— EXERCISE INPUTS —
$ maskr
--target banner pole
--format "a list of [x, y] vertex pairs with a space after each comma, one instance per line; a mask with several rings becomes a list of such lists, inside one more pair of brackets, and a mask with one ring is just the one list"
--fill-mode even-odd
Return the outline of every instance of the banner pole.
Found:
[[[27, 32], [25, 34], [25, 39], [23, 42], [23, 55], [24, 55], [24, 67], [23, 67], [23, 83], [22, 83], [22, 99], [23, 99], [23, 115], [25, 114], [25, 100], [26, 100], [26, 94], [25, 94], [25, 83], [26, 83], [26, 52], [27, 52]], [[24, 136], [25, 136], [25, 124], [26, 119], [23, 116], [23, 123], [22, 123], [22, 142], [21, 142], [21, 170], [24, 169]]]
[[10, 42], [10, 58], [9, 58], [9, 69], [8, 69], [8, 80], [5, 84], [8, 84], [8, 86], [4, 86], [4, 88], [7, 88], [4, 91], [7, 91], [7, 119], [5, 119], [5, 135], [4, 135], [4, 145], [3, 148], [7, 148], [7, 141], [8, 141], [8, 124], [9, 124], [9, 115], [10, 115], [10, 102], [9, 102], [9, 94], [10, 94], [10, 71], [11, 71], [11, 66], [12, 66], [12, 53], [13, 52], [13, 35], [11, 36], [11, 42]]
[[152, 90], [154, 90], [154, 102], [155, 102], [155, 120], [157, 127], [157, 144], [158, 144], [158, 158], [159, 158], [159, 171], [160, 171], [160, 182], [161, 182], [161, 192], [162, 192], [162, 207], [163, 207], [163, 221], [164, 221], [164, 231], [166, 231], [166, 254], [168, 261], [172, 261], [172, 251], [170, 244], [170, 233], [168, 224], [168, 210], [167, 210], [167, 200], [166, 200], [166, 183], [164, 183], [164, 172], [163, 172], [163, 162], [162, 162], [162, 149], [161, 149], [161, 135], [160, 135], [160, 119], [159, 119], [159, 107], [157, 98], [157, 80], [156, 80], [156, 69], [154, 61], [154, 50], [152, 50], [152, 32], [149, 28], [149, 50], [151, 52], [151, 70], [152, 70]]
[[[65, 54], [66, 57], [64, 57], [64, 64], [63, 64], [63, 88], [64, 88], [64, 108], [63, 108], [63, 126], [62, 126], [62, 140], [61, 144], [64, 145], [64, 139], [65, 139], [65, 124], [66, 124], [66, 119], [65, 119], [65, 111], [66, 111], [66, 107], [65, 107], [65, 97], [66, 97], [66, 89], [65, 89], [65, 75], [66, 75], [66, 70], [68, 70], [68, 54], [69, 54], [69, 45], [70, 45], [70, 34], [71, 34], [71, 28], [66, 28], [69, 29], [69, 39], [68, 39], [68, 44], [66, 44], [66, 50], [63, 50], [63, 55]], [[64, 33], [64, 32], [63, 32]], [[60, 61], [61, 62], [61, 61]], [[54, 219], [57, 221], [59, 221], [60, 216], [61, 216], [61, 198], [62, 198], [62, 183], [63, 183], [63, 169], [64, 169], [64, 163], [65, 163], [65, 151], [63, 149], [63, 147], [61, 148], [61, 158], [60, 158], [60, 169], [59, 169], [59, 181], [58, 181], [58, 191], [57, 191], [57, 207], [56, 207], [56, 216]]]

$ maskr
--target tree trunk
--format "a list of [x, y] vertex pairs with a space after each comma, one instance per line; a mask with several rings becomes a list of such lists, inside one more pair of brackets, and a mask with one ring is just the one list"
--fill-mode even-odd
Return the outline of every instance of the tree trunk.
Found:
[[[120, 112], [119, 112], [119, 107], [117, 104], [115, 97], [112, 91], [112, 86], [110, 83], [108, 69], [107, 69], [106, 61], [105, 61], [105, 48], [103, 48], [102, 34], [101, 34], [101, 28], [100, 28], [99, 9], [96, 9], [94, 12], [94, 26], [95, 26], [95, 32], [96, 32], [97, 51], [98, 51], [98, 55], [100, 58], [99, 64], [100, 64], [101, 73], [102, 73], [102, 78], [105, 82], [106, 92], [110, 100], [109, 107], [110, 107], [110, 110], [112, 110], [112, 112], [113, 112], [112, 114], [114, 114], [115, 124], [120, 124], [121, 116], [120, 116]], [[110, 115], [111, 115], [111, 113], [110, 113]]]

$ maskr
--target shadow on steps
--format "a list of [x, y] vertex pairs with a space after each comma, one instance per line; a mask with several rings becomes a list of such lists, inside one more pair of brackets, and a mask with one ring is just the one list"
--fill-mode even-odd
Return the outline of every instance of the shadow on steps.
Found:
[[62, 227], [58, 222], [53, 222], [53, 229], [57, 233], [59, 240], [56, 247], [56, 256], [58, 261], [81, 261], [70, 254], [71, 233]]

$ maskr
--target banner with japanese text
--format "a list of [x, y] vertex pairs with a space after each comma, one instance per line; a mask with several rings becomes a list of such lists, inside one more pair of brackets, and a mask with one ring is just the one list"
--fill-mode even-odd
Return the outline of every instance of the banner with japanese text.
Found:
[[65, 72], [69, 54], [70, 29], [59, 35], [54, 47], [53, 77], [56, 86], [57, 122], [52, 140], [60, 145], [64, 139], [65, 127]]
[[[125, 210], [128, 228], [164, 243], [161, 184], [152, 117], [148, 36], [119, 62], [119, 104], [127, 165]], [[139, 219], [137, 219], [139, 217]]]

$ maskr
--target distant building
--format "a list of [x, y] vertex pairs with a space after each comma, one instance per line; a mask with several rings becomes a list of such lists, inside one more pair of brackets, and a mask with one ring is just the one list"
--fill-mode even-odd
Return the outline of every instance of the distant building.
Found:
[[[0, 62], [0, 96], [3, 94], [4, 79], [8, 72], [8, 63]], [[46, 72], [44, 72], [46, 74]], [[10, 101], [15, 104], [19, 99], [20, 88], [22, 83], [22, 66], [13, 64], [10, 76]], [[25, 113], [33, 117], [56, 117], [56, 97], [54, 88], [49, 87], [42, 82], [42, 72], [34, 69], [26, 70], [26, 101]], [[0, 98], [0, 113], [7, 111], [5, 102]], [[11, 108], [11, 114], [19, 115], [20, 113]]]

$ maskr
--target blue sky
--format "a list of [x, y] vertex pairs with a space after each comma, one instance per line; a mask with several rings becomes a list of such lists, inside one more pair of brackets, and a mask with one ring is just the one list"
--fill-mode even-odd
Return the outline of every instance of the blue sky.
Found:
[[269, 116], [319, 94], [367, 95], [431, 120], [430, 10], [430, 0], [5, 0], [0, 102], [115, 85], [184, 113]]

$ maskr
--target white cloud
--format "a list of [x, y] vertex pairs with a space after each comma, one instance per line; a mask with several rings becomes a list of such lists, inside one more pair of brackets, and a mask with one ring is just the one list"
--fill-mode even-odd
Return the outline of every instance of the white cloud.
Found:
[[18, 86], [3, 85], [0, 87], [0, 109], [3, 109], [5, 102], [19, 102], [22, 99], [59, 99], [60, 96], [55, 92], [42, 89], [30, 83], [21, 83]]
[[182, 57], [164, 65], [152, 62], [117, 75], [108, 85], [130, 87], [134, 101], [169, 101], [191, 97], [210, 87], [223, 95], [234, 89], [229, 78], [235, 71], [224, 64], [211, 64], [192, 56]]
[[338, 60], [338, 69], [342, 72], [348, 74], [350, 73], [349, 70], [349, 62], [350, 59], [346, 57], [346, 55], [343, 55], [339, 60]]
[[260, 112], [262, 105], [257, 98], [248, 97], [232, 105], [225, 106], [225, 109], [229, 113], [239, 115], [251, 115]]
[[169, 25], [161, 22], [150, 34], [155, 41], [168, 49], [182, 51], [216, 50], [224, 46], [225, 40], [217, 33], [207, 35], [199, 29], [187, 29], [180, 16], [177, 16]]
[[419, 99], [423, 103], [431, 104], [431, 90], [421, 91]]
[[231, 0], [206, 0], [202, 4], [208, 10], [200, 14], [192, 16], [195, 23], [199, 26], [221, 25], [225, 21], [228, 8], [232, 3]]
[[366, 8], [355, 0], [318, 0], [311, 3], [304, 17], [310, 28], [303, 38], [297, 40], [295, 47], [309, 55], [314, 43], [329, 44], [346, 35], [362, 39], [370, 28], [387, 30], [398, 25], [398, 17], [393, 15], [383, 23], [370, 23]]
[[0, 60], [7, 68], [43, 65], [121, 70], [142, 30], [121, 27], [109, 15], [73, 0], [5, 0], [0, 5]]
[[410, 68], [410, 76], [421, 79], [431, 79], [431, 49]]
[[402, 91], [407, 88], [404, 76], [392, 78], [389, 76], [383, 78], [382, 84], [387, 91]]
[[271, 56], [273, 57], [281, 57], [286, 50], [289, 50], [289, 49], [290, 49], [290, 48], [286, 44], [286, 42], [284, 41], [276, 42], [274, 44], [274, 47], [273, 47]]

— AIM —
Pull out the lines starting at the very first one and ending at the one containing "36], [11, 42]]", both included, and reproduce them without any change.

— EXERCISE ANSWER —
$ maskr
--target banner pole
--format "a list of [x, y] vertex pairs with a space after each comma, one instance per line; a mask with several rings becomes a list of such lists, inside one more pair of brackets, and a mask with one ring is just the one list"
--fill-mode even-odd
Return the outline of every instance of the banner pole.
Found:
[[[27, 32], [25, 34], [25, 39], [23, 42], [23, 55], [24, 55], [24, 67], [23, 67], [23, 83], [22, 83], [22, 99], [23, 99], [23, 115], [25, 114], [25, 100], [26, 100], [26, 94], [25, 94], [25, 83], [26, 83], [26, 52], [27, 52]], [[24, 136], [25, 136], [25, 124], [26, 119], [23, 116], [23, 123], [22, 123], [22, 142], [21, 142], [21, 170], [24, 169]]]
[[10, 42], [10, 58], [9, 58], [9, 69], [8, 69], [8, 80], [5, 84], [8, 84], [8, 86], [4, 86], [4, 88], [7, 88], [4, 91], [7, 91], [7, 119], [5, 119], [5, 135], [4, 135], [4, 145], [3, 148], [7, 148], [7, 141], [8, 141], [8, 124], [9, 124], [9, 115], [10, 115], [10, 102], [9, 102], [9, 94], [10, 94], [10, 71], [11, 71], [11, 66], [12, 66], [12, 53], [13, 52], [13, 35], [11, 36], [11, 42]]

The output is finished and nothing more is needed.